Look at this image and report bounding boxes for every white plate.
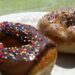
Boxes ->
[0,12,75,75]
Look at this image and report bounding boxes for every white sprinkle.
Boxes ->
[15,27,18,29]
[35,35,38,38]
[5,56,8,59]
[15,53,18,55]
[29,54,35,61]
[8,47,10,49]
[5,48,7,50]
[24,40,26,42]
[4,52,7,54]
[35,49,39,52]
[23,57,26,60]
[28,40,31,42]
[22,45,24,48]
[16,48,19,51]
[25,36,27,38]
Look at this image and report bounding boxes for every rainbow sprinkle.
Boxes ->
[0,22,49,62]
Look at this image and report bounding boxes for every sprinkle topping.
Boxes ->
[0,22,49,62]
[47,9,75,28]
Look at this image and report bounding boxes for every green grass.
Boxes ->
[0,0,75,15]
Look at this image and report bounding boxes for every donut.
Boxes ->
[0,22,57,75]
[38,9,75,53]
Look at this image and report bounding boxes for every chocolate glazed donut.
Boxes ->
[0,22,57,75]
[38,9,75,53]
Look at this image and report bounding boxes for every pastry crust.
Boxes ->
[30,47,57,75]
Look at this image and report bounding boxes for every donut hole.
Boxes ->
[66,16,75,27]
[60,13,75,28]
[0,31,32,48]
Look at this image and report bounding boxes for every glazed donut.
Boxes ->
[0,22,57,75]
[38,9,75,53]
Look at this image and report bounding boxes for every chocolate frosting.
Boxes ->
[0,22,55,75]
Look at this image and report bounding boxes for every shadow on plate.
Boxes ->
[56,53,75,69]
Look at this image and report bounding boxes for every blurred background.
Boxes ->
[0,0,75,15]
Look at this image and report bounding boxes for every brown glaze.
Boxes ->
[0,29,57,75]
[38,10,75,53]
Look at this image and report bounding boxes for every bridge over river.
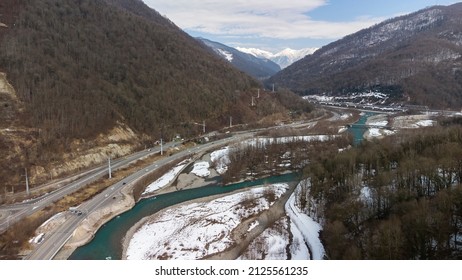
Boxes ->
[346,123,393,130]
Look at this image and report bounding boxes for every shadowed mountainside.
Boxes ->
[269,3,462,109]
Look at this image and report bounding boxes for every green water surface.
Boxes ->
[348,111,376,145]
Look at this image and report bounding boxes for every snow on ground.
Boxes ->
[217,49,233,62]
[29,212,66,244]
[142,163,188,195]
[245,135,331,147]
[289,217,310,260]
[239,218,290,260]
[247,220,259,232]
[39,212,65,228]
[369,120,388,127]
[367,128,395,138]
[368,128,382,137]
[285,183,325,260]
[393,115,436,129]
[340,113,352,120]
[126,184,289,260]
[29,233,45,244]
[302,95,334,102]
[304,91,388,103]
[365,119,395,138]
[360,186,373,206]
[416,120,435,127]
[210,146,230,174]
[190,161,210,178]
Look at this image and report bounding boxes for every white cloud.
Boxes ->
[143,0,383,40]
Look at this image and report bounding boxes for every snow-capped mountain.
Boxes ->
[197,38,281,79]
[237,47,318,69]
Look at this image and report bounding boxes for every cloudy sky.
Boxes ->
[143,0,461,52]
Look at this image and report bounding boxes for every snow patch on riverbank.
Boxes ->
[365,116,395,139]
[142,164,187,195]
[210,146,230,174]
[367,128,395,138]
[125,184,288,260]
[190,161,211,177]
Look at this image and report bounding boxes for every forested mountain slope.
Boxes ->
[1,0,257,140]
[0,0,309,190]
[269,3,462,109]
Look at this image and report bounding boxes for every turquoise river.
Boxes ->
[69,173,299,260]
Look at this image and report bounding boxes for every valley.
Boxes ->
[2,0,462,263]
[2,103,451,260]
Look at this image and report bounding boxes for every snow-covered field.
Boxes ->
[125,184,289,260]
[142,163,188,195]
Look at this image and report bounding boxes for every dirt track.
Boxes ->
[204,182,297,260]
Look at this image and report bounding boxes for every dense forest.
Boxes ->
[0,0,258,146]
[300,125,462,259]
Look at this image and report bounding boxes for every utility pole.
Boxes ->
[108,157,112,179]
[24,168,29,196]
[160,125,164,156]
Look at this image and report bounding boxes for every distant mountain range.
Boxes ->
[237,47,318,69]
[197,38,281,79]
[269,3,462,109]
[196,37,317,78]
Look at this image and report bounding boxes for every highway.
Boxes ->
[0,142,177,233]
[24,132,255,260]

——————————

**ACTIVITY:** Restate word for word each line from the top of the listing down to and including the line that holds "every donut hole.". Drop any pictures.

**ANSWER FOR THE TASK:**
Look at this image and report bounding boxes for every white plate.
Boxes ->
[0,12,75,75]
Look at this image and report bounding boxes for every white sprinkle.
Boxes ->
[15,27,18,29]
[35,35,38,38]
[5,56,8,59]
[15,53,18,55]
[29,54,35,61]
[8,47,10,49]
[5,48,7,50]
[24,40,26,42]
[4,52,7,54]
[35,49,39,52]
[23,57,26,60]
[28,40,31,42]
[22,45,24,48]
[16,48,19,51]
[25,36,27,38]
Look at this image and report bounding boxes for every rainbow sprinkle.
Boxes ->
[0,22,49,62]
Look at this image and report bounding boxes for every sprinkle topping.
Boxes ->
[0,22,49,62]
[47,9,75,28]
Look at this image and report bounding boxes for every green grass.
Boxes ->
[0,0,75,15]
Look at this image and report bounding boxes for every donut.
Boxes ->
[0,22,57,75]
[38,9,75,53]
Look at this image and report bounding boxes for every chocolate glazed donut.
Boxes ->
[0,22,57,75]
[38,9,75,53]
Look at this image and report bounding boxes for every pastry crust.
Boxes ->
[30,47,57,75]
Look at this image and report bounding boxes for every donut hole.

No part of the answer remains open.